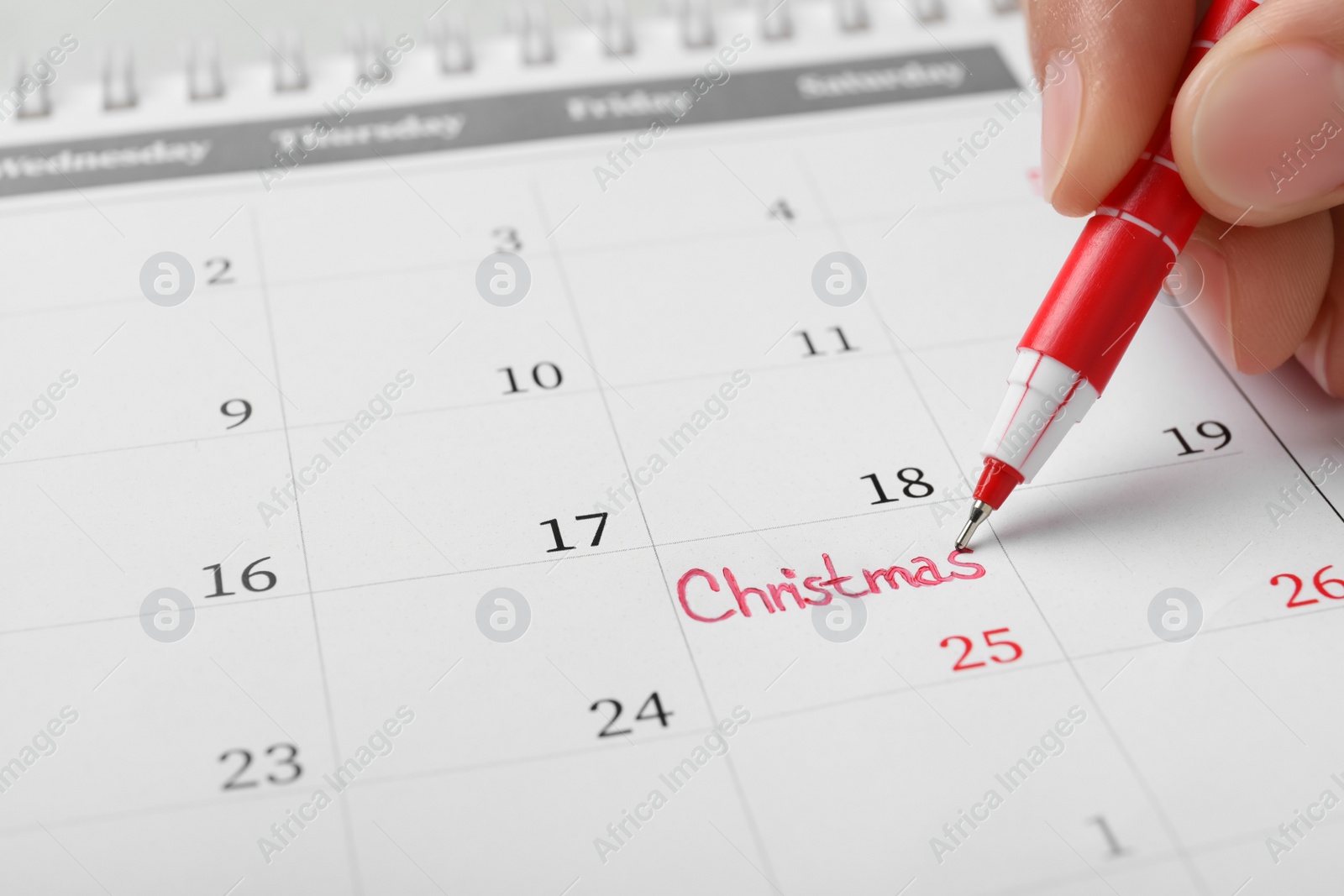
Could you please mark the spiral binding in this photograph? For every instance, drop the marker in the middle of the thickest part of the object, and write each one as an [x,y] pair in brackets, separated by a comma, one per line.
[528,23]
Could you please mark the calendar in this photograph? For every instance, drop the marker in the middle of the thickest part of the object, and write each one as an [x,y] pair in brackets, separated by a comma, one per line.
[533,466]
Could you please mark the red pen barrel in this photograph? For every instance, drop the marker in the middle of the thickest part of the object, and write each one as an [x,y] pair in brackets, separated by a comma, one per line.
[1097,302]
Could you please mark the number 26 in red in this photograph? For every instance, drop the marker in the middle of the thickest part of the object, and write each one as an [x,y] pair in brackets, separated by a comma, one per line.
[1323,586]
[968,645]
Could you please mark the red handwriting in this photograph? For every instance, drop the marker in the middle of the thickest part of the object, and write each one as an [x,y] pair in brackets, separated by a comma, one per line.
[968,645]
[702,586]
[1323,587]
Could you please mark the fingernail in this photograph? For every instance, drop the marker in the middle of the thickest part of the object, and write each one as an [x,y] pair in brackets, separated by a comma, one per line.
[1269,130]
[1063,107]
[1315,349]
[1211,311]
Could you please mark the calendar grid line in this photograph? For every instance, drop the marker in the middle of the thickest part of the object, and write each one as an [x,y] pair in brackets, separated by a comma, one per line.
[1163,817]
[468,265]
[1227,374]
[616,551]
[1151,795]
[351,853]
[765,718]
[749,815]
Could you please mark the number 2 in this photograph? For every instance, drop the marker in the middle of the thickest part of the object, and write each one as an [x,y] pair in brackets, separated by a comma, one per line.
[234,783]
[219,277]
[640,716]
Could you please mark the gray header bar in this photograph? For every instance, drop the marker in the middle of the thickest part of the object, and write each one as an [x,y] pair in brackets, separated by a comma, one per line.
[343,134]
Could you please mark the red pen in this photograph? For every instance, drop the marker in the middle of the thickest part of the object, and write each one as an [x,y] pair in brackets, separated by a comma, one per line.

Given problem: Could you copy every row above word for word, from the first to the last, leaving the pictures out?

Exercise answer:
Could you please mark the spiral binding in this photograph? For every instance, drop the marker in the middle of the thickest part of the object, and write each one as an [x,y] pair in brackets, separated by a comma, one per line.
[528,23]
Could you please mark the calendar in this photograph? For every instance, drop the marker in the middle of the thickest part of the object, and write each one as an [x,y] pair in brackets, separated by a comma, one per line.
[533,466]
Could you please mark the red pen barrel in this photograph? For every instance, drop the marker in the middle of the thickest part of the object, and write each one as an [x,y] pair in brackets, separated by a comma, one per line.
[1097,302]
Could you please mark the number 26 in red in this photograph? For every instance, drop the marker in the middle of the thickest part of the object, and write each one as an [x,y] pair in brackets, separated by a comma, one per line.
[1323,586]
[968,645]
Could you please mark the red handwriting in this photograph? For every instance, drop the marker in the middle of the thickest part of the object, and write each one as an [x,y] pair in brackets, separated by a comma, one per line.
[968,645]
[702,586]
[1323,587]
Could you please mark the fingernail in this photograph? For every instance, drop the marker in the middle of the thickest part of the object, and write each one as an [x,y] pair in brackets, separated by a comma, one per line.
[1269,130]
[1063,107]
[1315,349]
[1211,311]
Could you please mark the calendar grid line in this photograph? For every instance, drop the marker in the middle of the thickest part of the object, and write each one as an [x,y] pair in brackets, separated by a comma, one per line.
[1163,817]
[468,265]
[1227,374]
[616,551]
[1151,795]
[351,853]
[765,718]
[749,815]
Could you please mark the number 2 in this photograph? For every instance, drop the marker in the middle of the thickest part of the object, and write each one as an [x,y] pair in brackets, separated by a comma, one per line.
[234,783]
[219,277]
[640,716]
Could you please mark the gray header bar in this photograph? For every instance, drop the marker in the middle of the thickest part of the object, and write each one as an [x,y] pair in brackets, separated by a comma, one per line.
[343,134]
Could you please mark the red pen in this photograph? For every instance, drop the marker in the middle of the thickest part of the object, and write each one as an [x,y] pair in brackets, separated by a comma, one per line.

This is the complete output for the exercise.